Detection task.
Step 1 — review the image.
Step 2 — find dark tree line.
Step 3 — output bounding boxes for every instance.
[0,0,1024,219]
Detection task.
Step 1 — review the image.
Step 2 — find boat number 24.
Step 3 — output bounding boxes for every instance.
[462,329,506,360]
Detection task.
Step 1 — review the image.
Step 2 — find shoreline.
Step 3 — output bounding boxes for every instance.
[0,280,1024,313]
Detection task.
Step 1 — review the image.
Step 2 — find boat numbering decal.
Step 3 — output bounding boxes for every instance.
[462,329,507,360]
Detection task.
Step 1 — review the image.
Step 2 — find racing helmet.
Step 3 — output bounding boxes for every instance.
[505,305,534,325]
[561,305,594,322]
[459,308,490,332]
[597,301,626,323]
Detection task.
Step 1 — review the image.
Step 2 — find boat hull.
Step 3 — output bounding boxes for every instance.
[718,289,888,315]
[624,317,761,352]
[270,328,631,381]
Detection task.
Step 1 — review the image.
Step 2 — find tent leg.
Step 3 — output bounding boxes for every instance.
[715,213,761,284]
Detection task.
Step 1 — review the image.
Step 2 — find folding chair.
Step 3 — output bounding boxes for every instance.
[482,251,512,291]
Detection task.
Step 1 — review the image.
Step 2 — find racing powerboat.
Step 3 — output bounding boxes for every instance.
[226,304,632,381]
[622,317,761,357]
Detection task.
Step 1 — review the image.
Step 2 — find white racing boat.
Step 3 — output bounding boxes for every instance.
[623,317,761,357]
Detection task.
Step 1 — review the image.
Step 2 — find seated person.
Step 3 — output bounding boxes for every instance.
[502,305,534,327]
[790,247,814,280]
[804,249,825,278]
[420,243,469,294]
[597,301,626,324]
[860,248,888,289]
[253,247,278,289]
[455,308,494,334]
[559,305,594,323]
--------
▶ _Work to do_
Reproduce the records above verbatim, every line of them.

▶ _Exercise solution_
Detection task.
Step 1 — review the image.
Step 2 — find dark tree line.
Step 3 — output bounding boxes for every instance.
[0,0,1024,219]
Detection task.
Step 1 — review the image.
Step 2 — find boat number 24.
Step 3 — output bounding boxes for every instance.
[462,329,506,360]
Detection task.
Step 1 — review the image.
Step 2 — find shoreline.
Step 3 — output bounding boxes for every instance.
[0,280,1024,313]
Detection task.
Step 1 — review the image.
Step 2 — find boat numbering decal.
Step 3 — output bounding boxes for every instance.
[462,329,507,360]
Detection task.
Step 1 — review the image.
Step 2 — find racing helmet.
Step 3 — output bounding boxes for every instance.
[505,305,534,325]
[561,305,594,322]
[459,308,490,332]
[597,301,626,323]
Detection task.
Step 1 — review the image.
Step 2 — find boat hull.
Step 3 — output bounding boxes for every instance.
[718,289,888,315]
[624,317,761,352]
[270,328,631,381]
Detection task.
Step 1 — review the image.
Step 2 — find tent leg.
Step 3 — output bounding boxes for every instance.
[715,213,761,284]
Detection task.
Step 1 — review the image.
Step 2 — find folding chair.
Step 3 — output bounding boxes for every instance.
[482,251,512,291]
Detection task.
Step 1 — review the image.
Step 2 — find racing powerboat.
Step 3 — output bounding boxes for every instance.
[226,304,632,381]
[622,317,761,357]
Detection task.
Step 1 — review the image.
Step 2 — find white racing boat.
Step 3 — output bounding boxes for every instance.
[623,317,761,357]
Detection task.
Step 1 — review the image.
Step 2 — find seated person.
Step 3 — output bounding boxes for every instance.
[502,305,534,327]
[790,247,814,280]
[804,249,825,278]
[420,243,469,294]
[597,301,626,324]
[860,248,888,289]
[253,247,278,289]
[455,308,494,334]
[559,305,594,323]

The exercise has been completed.